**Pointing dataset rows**
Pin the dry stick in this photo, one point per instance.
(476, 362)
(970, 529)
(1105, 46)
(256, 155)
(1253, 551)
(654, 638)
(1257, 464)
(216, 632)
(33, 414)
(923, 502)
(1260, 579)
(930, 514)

**EXERCISE INSTRUCTIONS**
Quote every one of the rows above word for word.

**RESULT**
Pin the dry stick in this photo, one point per instance.
(476, 362)
(970, 529)
(1105, 46)
(256, 155)
(1253, 551)
(654, 638)
(1257, 464)
(216, 632)
(33, 414)
(923, 502)
(1260, 579)
(930, 514)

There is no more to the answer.